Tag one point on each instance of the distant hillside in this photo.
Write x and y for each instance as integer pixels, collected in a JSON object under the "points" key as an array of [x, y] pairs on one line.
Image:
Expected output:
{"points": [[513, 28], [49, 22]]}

---

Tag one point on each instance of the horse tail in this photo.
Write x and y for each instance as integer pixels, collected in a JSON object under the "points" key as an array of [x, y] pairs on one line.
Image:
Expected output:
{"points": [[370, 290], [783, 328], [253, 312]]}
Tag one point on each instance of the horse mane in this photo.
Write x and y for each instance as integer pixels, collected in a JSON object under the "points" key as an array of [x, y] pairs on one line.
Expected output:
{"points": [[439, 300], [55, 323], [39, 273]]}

* * *

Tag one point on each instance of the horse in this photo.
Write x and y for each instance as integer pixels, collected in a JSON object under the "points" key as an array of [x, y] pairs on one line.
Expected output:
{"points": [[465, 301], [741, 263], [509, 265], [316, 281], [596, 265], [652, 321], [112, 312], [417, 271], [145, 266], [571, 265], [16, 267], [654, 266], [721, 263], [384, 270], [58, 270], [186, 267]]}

> Work instructions
State how many lines of the entries above contain the word "photo". Give only the number.

> Output
4